-- start of DATA TO USE --
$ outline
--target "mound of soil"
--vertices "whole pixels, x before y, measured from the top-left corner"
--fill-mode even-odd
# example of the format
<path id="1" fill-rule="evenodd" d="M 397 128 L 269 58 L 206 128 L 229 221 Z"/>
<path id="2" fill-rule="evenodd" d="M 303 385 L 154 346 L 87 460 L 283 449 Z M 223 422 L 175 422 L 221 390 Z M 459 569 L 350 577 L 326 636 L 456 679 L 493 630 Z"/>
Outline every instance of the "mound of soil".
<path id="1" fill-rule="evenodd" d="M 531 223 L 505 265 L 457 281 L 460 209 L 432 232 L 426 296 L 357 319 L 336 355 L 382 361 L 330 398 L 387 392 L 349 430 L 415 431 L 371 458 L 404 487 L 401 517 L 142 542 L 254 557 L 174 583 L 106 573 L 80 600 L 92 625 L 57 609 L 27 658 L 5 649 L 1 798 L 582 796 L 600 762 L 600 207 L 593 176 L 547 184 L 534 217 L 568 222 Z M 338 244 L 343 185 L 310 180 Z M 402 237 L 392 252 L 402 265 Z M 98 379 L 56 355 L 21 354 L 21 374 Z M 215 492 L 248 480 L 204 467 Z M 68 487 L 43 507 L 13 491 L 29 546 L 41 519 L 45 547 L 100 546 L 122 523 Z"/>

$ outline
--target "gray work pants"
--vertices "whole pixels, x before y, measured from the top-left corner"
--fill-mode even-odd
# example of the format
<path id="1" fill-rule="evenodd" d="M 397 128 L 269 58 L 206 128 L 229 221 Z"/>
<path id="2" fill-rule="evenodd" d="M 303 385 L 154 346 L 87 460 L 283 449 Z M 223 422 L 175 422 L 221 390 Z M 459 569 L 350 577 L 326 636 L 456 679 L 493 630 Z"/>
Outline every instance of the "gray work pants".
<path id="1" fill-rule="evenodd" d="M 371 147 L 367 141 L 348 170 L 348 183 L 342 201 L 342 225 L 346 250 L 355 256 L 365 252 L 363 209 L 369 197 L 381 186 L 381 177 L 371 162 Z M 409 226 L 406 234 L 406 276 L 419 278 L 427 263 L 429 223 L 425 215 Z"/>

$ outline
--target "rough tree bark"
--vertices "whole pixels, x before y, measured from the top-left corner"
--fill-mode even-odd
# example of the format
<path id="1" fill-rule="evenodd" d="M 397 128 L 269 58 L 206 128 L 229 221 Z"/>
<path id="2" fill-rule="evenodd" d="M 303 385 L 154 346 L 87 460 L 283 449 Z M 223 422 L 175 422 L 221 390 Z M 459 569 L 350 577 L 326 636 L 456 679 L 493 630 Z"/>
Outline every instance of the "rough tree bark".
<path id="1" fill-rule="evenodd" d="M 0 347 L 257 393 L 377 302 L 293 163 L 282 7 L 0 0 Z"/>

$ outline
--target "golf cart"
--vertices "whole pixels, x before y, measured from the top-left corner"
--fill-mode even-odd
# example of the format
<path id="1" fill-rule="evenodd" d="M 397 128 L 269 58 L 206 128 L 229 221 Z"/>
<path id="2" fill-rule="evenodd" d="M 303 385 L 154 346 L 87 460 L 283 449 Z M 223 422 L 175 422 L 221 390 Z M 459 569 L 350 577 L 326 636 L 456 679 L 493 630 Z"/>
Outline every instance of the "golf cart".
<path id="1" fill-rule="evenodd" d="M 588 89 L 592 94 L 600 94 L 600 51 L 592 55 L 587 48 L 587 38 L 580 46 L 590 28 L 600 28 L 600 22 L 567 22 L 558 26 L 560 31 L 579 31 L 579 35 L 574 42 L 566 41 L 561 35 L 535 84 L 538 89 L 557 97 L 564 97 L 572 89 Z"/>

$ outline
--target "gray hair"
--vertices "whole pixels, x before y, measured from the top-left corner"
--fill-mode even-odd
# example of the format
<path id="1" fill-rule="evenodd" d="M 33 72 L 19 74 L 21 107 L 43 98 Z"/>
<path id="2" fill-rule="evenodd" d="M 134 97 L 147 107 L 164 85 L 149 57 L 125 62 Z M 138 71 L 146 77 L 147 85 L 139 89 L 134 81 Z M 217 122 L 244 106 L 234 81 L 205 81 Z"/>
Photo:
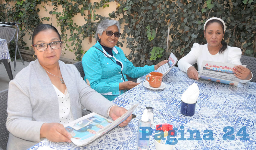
-- end of DATA TO USE --
DO THIS:
Rewrite the data above, changing "top-left corner" to "upper-left corner" wherever it appears and keeping everything else the same, and leave out the pictures.

SOLUTION TO THE PROBLEM:
$ outline
--target "mound of soil"
--vertices "whole pixels, x before y, measured from the upper-left corner"
--fill-mode even-odd
# example of the format
<path id="1" fill-rule="evenodd" d="M 397 128 L 269 58 L 206 128 L 229 221 Z"/>
<path id="2" fill-rule="evenodd" d="M 303 385 L 154 346 L 87 460 L 283 449 Z M 223 422 L 175 422 L 221 390 Z M 459 569 L 350 577 L 326 636 L 456 679 L 493 630 Z"/>
Outline every instance of the "mound of soil".
<path id="1" fill-rule="evenodd" d="M 531 223 L 505 265 L 457 281 L 460 209 L 432 232 L 426 296 L 357 319 L 336 355 L 382 361 L 330 398 L 387 392 L 349 430 L 415 431 L 371 458 L 404 487 L 401 517 L 142 542 L 254 557 L 174 583 L 106 573 L 80 600 L 92 625 L 57 609 L 27 658 L 5 649 L 1 798 L 582 796 L 600 762 L 600 207 L 593 176 L 547 184 L 534 217 L 568 222 Z M 338 244 L 343 185 L 310 180 Z M 402 237 L 392 252 L 402 265 Z M 98 379 L 56 355 L 21 354 L 21 374 Z M 215 492 L 248 480 L 204 467 Z M 68 487 L 43 507 L 13 491 L 29 546 L 41 519 L 45 547 L 100 546 L 122 523 Z"/>

$ outline
--target "gray work pants"
--vertices "whole pixels, x before y, measured from the upper-left corner"
--fill-mode even-odd
# example of the format
<path id="1" fill-rule="evenodd" d="M 397 128 L 269 58 L 206 128 L 229 221 Z"/>
<path id="2" fill-rule="evenodd" d="M 303 385 L 154 346 L 87 460 L 283 449 Z M 223 422 L 175 422 L 221 390 Z M 459 569 L 350 577 L 326 636 L 456 679 L 493 630 Z"/>
Outline every instance of the "gray work pants".
<path id="1" fill-rule="evenodd" d="M 371 147 L 367 141 L 348 170 L 348 183 L 342 201 L 342 225 L 346 250 L 355 256 L 365 252 L 363 209 L 369 197 L 381 186 L 381 177 L 371 162 Z M 409 226 L 406 234 L 406 276 L 419 278 L 427 263 L 429 223 L 425 215 Z"/>

$ outline
--target "rough tree bark"
--vertices "whole pixels, x before y, measured from the upper-left corner"
--fill-mode even-odd
# example of the format
<path id="1" fill-rule="evenodd" d="M 397 128 L 269 58 L 206 128 L 229 221 Z"/>
<path id="2" fill-rule="evenodd" d="M 303 385 L 154 346 L 87 460 L 283 449 Z M 223 422 L 175 422 L 221 390 Z M 459 569 L 350 577 L 326 636 L 456 679 L 493 630 Z"/>
Outline every instance of the "rough tree bark".
<path id="1" fill-rule="evenodd" d="M 0 347 L 257 393 L 377 302 L 293 163 L 282 7 L 0 0 Z"/>

$ outline
--target "golf cart"
--vertices "whole pixels, x before y, measured from the upper-left corner"
--fill-mode even-odd
# example of the format
<path id="1" fill-rule="evenodd" d="M 397 128 L 269 58 L 206 128 L 229 221 Z"/>
<path id="2" fill-rule="evenodd" d="M 303 385 L 154 346 L 87 460 L 283 449 Z M 223 422 L 175 422 L 221 390 Z M 459 569 L 350 577 L 326 636 L 456 679 L 493 630 Z"/>
Outline every instance of the "golf cart".
<path id="1" fill-rule="evenodd" d="M 588 89 L 592 94 L 600 94 L 600 51 L 592 55 L 587 48 L 587 38 L 580 46 L 590 28 L 600 28 L 600 22 L 567 22 L 558 26 L 560 31 L 579 31 L 579 35 L 574 42 L 566 41 L 561 35 L 535 84 L 538 89 L 557 97 L 564 97 L 572 89 Z"/>

$ outline
--target "gray hair"
--vertices "whole pixels, x before y, measured from the upper-left corner"
--fill-mode even-odd
# example of the format
<path id="1" fill-rule="evenodd" d="M 33 72 L 19 74 L 21 107 L 43 98 Z"/>
<path id="2" fill-rule="evenodd" d="M 134 97 L 147 107 L 164 85 L 149 57 L 125 62 Z M 138 71 L 146 77 L 147 85 L 139 89 L 134 81 Z M 217 122 L 244 106 L 234 81 L 205 81 Z"/>
Photo:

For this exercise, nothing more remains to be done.